===== Texte choisi =====

Que dirai-je du Libre Échange, dont le triomphe est dû à Cobden[1], non à Robert Peel ; car l’apôtre aurait toujours fait surgir un homme d’État, tandis que l’homme d’État ne pouvait se passer de l’apôtre  ? Voilà une puissance nouvelle dans le monde, et qui portera, j’espère, un rude coup à ce monstre qu’on nomme chômage. La restriction a pour tendance et pour effet (elle ne le nie pas) de placer plusieurs industries du pays, et par suite une partie de sa population, dans une situation précaire. Comme ces vagues amoncelées, qu’une force passagère tient momentanément au-dessus du niveau de la mer, aspirent incessamment à descendre, de même ces industries factices, environnées de toute part d’une concurrence victorieuse, menacent sans cesse de s’écrouler. Que faut-il pour déterminer leur chute  ? Une modification dans l’un des articles d’un des innombrables tarifs du monde. De là une crise. En outre, les variations de prix sur une denrée sont d’autant plus grandes que le cercle de la concurrence est plus étroit. Si l’on entourait de douanes un département, un arrondissement, une commune, on rendrait les fluctuations des prix considérables. La liberté agit sur le principe des assurances. Elle compense, pour les divers pays et pour les diverses années, les mauvaises récoltes par les bonnes. Elle maintient les prix rapprochés d’une moyenne ; elle est donc une force de nivellement et d’équilibre. Elle concourt à la stabilité ; donc elle combat l’instabilité, cette grande source des crises et

  1. Voir tome III, pages 442 à 445. (Note de l’éditeur.)

===== Extrait de données =====

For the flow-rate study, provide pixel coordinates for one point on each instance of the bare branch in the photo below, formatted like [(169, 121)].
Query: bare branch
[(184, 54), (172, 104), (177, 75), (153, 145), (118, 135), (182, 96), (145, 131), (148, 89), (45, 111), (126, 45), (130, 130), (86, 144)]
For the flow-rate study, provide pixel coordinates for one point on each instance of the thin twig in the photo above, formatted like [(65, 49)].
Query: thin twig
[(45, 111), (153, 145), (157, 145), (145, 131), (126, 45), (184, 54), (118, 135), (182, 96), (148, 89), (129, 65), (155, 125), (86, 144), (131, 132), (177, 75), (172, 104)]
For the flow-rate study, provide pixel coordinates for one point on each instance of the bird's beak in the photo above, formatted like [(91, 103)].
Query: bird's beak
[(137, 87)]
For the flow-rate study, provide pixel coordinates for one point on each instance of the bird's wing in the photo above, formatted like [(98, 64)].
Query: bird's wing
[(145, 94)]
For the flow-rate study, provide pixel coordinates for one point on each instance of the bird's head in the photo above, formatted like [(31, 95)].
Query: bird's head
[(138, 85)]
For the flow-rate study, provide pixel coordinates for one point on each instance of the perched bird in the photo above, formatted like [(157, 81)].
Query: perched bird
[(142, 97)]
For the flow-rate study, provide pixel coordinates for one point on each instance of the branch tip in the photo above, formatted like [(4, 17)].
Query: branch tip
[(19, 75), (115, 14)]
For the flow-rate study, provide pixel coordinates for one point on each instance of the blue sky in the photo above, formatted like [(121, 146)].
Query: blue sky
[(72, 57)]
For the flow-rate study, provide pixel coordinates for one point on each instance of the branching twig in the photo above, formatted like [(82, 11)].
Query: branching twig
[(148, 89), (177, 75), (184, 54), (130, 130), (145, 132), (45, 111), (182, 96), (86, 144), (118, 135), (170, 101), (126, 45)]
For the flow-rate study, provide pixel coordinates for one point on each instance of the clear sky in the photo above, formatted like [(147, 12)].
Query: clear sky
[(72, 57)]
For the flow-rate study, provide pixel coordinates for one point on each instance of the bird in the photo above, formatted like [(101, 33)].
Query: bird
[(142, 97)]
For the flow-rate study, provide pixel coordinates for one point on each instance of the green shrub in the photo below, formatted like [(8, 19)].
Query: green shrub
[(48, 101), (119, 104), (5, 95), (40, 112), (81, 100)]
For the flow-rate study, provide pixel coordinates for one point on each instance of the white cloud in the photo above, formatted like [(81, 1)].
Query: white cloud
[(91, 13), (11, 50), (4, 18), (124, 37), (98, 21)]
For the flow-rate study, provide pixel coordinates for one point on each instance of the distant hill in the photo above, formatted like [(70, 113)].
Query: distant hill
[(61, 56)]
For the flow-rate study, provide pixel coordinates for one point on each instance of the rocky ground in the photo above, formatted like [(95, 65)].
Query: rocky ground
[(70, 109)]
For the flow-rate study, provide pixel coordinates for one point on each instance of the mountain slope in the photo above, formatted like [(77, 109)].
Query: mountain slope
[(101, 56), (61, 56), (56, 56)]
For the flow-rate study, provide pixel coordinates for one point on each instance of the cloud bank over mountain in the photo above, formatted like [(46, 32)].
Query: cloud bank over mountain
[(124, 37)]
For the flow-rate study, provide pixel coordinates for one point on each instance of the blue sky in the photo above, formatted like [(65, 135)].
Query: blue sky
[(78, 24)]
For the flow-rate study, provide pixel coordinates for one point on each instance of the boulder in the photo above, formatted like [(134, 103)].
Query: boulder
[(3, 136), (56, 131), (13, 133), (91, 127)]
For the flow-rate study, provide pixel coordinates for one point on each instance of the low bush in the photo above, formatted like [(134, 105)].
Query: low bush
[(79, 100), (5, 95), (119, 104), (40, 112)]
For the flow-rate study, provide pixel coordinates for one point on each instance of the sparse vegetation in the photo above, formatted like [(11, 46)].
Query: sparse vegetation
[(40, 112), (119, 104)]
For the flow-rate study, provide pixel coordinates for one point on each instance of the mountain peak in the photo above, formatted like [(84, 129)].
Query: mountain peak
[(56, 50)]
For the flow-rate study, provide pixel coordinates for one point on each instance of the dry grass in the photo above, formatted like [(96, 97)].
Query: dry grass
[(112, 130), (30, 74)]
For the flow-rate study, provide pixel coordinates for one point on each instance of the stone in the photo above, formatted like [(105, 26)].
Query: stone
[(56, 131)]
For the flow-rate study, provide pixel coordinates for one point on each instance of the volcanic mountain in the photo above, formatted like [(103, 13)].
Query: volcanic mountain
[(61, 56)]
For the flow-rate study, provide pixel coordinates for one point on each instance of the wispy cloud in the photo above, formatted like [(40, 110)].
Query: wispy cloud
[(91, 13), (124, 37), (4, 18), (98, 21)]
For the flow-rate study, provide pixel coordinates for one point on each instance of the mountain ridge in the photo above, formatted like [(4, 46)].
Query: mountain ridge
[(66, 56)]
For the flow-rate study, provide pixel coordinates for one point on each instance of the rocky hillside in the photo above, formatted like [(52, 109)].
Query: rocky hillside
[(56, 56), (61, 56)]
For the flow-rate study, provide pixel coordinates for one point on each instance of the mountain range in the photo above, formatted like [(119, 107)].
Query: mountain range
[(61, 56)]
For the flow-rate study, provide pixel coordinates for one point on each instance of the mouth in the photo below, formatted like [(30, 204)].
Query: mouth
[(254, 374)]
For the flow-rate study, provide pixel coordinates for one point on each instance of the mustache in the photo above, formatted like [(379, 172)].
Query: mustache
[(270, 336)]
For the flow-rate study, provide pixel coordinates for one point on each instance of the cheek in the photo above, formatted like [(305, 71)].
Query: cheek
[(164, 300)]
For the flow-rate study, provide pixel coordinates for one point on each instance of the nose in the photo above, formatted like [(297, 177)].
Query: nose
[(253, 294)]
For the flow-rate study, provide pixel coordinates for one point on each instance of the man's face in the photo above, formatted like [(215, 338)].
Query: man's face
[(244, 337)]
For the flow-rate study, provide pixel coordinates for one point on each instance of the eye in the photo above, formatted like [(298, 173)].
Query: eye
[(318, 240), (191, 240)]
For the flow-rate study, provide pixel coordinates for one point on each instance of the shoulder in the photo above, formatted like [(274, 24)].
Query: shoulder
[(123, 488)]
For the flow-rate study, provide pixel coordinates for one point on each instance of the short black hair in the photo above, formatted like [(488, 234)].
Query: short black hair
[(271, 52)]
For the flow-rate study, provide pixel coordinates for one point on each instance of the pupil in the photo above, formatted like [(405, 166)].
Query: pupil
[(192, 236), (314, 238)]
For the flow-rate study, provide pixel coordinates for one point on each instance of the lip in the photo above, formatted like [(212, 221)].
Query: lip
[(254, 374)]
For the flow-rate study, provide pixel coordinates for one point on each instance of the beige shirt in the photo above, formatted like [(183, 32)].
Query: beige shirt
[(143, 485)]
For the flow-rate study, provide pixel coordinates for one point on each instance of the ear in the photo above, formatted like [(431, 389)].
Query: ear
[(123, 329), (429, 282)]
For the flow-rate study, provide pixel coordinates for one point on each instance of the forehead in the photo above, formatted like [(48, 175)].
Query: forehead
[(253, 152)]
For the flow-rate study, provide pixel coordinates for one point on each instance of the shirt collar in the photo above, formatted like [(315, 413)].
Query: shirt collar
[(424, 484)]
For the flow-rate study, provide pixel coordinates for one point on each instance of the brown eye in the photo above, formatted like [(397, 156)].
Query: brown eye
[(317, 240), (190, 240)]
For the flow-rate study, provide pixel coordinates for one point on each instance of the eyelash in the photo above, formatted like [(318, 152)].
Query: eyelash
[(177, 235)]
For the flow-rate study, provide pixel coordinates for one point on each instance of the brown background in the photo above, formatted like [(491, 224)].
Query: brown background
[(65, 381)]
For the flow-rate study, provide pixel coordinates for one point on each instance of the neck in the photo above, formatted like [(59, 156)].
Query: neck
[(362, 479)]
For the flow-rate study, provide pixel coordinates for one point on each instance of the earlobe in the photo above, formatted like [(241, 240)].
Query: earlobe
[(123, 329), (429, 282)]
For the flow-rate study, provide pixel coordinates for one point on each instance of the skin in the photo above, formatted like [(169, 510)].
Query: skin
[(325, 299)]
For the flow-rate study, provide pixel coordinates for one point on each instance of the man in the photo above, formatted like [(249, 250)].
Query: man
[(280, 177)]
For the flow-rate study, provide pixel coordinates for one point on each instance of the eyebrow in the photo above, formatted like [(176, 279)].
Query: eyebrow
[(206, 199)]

=====

### Consigne A
Traduisez en anglais cette phrase du texte sur le libre-échange : « La liberté agit sur le principe des assurances. »
### Consigne B
Réécrivez sous forme de liste JSON de chaînes, à raison d'une chaîne par ligne et sans les lignes vides, les lignes des enregistrements depuis celle qui contient « like [(121, 146)]. » jusqu'à celle qui contient « 101), (126, 45)] », incluse, s'il vous plaît.
Le texte et les enregistrements n'ont aucun lien entre eux.

### Résultat A
Freedom works on the principle of insurance.

### Résultat B
[
  "For the flow-rate study, provide pixel coordinates for one point on each instance of the blue sky in the photo above, formatted like [(121, 146)].",
  "Query: blue sky",
  "[(72, 57)]",
  "For the flow-rate study, provide pixel coordinates for one point on each instance of the branching twig in the photo above, formatted like [(82, 11)].",
  "Query: branching twig",
  "[(148, 89), (177, 75), (184, 54), (130, 130), (145, 132), (45, 111), (182, 96), (86, 144), (118, 135), (170, 101), (126, 45)]"
]